Material to process =
☆ ☆ ☆ ☆ ☆

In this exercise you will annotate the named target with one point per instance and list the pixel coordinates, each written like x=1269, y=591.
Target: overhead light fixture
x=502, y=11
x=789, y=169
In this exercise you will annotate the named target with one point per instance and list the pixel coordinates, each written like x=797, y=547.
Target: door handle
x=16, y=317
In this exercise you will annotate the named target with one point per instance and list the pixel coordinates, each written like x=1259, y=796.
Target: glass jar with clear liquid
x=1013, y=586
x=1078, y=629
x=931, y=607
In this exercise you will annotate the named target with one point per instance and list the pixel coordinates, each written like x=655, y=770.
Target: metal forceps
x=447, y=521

☆ ☆ ☆ ☆ ☆

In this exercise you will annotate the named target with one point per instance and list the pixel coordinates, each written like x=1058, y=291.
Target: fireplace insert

☆ ☆ ☆ ☆ ☆

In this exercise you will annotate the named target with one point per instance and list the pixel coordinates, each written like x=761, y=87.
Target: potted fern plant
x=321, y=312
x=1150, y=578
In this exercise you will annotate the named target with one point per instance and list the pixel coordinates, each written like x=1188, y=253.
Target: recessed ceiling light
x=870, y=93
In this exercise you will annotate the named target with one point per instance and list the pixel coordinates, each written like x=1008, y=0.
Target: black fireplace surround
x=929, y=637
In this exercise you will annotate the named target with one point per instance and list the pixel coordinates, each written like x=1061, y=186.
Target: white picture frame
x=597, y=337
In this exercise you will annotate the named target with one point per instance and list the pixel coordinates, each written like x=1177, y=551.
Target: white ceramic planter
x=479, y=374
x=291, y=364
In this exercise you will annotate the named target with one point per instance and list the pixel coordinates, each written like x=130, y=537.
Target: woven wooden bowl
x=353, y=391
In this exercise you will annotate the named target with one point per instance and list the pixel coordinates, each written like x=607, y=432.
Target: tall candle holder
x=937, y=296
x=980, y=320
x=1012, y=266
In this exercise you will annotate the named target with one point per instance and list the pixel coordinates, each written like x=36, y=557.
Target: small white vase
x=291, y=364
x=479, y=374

☆ ☆ ☆ ☆ ☆

Aim of the task = Rewrite the lines from the one containing "like x=1269, y=591." through the one containing "x=789, y=169" as a numbered list, leaving out any blank lines.

Exercise answer =
1. In this exercise you will annotate the named target with one point per instance and list the pixel coordinates, each written like x=1269, y=591.
2. Target: overhead light fixture
3. x=502, y=11
4. x=789, y=169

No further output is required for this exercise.